◆ YOUR INSTRUCTIONS: Could you write out the records below exactly, without omitting a line?

◆ SOURCE DATA:
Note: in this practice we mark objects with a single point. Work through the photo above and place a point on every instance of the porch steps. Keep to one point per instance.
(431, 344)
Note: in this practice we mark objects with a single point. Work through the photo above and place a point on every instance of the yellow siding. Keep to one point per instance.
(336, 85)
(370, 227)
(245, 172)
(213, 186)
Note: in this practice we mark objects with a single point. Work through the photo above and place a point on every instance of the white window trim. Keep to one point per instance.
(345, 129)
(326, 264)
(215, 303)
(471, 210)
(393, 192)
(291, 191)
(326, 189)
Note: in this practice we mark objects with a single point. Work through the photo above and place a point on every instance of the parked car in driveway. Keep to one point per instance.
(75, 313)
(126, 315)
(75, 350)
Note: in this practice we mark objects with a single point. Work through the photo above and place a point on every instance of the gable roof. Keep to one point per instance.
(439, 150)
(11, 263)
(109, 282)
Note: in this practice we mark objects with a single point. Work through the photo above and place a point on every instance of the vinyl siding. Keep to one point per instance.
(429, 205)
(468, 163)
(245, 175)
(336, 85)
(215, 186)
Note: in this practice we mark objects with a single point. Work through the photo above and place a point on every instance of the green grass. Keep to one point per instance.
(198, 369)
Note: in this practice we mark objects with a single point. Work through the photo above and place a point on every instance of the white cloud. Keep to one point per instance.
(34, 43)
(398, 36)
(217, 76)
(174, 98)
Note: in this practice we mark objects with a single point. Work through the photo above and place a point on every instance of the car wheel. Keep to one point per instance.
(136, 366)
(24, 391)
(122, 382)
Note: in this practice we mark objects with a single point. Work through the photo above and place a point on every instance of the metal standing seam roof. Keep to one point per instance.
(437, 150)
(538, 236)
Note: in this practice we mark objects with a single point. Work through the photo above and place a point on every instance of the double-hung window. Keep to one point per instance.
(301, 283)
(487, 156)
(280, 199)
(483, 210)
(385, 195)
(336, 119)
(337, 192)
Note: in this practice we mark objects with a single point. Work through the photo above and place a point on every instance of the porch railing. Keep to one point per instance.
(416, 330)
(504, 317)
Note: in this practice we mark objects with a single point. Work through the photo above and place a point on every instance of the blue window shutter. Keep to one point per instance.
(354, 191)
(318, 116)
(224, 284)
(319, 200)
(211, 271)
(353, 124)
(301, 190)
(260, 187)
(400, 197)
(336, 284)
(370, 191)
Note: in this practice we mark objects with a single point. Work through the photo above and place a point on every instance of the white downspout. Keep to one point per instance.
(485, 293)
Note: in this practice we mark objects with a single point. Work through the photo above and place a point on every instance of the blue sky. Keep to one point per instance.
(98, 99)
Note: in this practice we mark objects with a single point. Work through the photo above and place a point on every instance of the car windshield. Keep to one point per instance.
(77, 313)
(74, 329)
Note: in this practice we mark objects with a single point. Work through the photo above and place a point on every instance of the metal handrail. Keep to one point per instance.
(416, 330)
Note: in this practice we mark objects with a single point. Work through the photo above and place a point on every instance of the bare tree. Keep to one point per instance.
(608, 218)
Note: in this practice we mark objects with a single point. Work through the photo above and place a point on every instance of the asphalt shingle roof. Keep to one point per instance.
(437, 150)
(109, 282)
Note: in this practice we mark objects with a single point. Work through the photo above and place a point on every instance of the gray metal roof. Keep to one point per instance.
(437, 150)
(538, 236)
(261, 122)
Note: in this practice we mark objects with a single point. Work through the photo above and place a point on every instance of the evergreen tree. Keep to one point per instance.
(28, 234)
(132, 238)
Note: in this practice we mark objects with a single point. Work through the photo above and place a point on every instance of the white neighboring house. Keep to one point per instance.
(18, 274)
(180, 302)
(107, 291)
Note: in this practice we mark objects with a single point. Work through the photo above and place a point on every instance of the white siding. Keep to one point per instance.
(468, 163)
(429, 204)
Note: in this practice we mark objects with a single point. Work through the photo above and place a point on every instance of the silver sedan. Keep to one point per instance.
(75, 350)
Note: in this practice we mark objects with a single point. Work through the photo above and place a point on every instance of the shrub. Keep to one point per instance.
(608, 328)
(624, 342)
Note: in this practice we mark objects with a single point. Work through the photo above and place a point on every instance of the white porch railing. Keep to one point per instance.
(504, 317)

◆ EXERCISE RESPONSE:
Note: in this practice we mark objects with a single point. Work through the photo above and place a point on every instance of the porch steps. Keep to one point per instance.
(431, 344)
Note: in this practice we mark objects with a single point. Work through the photo above and place a point on every instance of the yellow siding. Keep to one point per instance.
(336, 85)
(370, 227)
(245, 172)
(213, 186)
Note: in this practice we mark objects with a single point. Work through the photo above and place a point on every instance of the white window trim. Keep to one point per instance.
(345, 129)
(326, 264)
(215, 303)
(471, 210)
(393, 192)
(291, 191)
(326, 189)
Note: in this practice we mark objects with a single point. Work through the photo above and place a point on every instance of the parked car in driveway. Keep to one point per instance.
(75, 313)
(126, 315)
(75, 350)
Note: in this practice we mark objects with a single point. Work through the photo above and place a point on every instance of the gable roof. Keep to one point per instance.
(439, 150)
(11, 263)
(109, 282)
Note: in this practice we mark objects with a single point. Work through the photo above and place a point on every instance of the vinyl siding. Keep to one point per instance.
(429, 205)
(468, 163)
(245, 175)
(336, 85)
(215, 186)
Note: in this practice we mark objects with a single point. Work through the photo above and place a point on every instance of the green grass. Keep to one point per instance.
(198, 369)
Note: in this practice we mark objects with a single point. Work through the photo above and place a point on every instance of the white cloud. Keep to one point per instance.
(34, 43)
(398, 36)
(217, 76)
(174, 98)
Note: in this practice we mark objects with a single point. Work through the photo above and place a point on every instance of the car wheel. Keep to one point per instance.
(136, 366)
(24, 391)
(122, 382)
Note: in this practice we mark objects with a single point. Work through the photo above and place a point on every instance of the metal standing seam roof. Keep to one point per instance.
(437, 150)
(538, 236)
Note: in this practice we mark objects with a single point. Work through the photo above and place a point on every instance of the double-hung window. Keep to one point per instance.
(301, 283)
(487, 156)
(280, 199)
(483, 210)
(385, 195)
(336, 119)
(337, 192)
Note: in this practice we mark objects with a single point. Work through the photo above and place a point on every instance of the porch railing. Keep to one point per instance.
(416, 330)
(504, 317)
Note: in this practice we mark objects with a single point. Work through the photo above and place a point on every instance of the blue window shutter. Keep to one point per instance.
(354, 191)
(318, 116)
(224, 284)
(319, 200)
(211, 271)
(353, 124)
(301, 190)
(260, 187)
(400, 197)
(336, 284)
(370, 191)
Note: in this practice we mark objects with a single point. Work through the photo above and place a point on every instance of the white downspout. Keep to one point per instance.
(485, 293)
Note: in this practice we mark objects with a single point. Work through the photo above and place a point on every instance of the blue sky. Keep to one point per instance.
(98, 99)
Note: in this practice we mark objects with a single point. Work through the photo above and place a point on every instance of the car windshield. Keep to one point per instance.
(77, 313)
(74, 329)
Note: in this practice we mark objects with a single point. Work through the photo above and place a point on every instance of the metal handrail. Keep to one point per instance.
(416, 330)
Note: in this practice we mark objects with a single point. Work through the photo above and place a point on every instance of the bare tree. Keep to one point per instance.
(608, 218)
Note: in this practice we mark objects with a single point. Work through the photo above and place a point on every instance of the asphalt shingle roof. Keep to one point per instance.
(437, 150)
(109, 282)
Note: in this practice we mark objects with a single point. Work through the photo above and place a point on every instance of the gray metal roof. Keep to one point per instance.
(437, 150)
(538, 236)
(261, 122)
Note: in this practice we mark objects with a single point. Work through the photo above and place a point on every instance of the evergreen tree. Keep to one point per instance.
(28, 234)
(132, 238)
Note: in this practice we mark objects with a single point. Work through the photo above and place a point on every instance of the white neighboring house. Keep to one point per instance.
(18, 274)
(180, 302)
(107, 291)
Note: in this practice we mark objects with a single point. Work through the photo above and place a point on every instance of the white siding. Keep to one point per instance.
(468, 163)
(429, 204)
Note: in this practice we mark objects with a single point. Work through the photo above and place a point on every instance of the silver sedan. Keep to one point per instance.
(75, 350)
Note: in this practice we mark objects with a single point. Work through the photo above and place a point on every instance of the shrub. Keep to one point per instance.
(608, 328)
(624, 342)
Note: in this practice we mark objects with a single point. Work through the photo above and place a point on every instance of the white porch railing. Keep to one point per instance.
(504, 317)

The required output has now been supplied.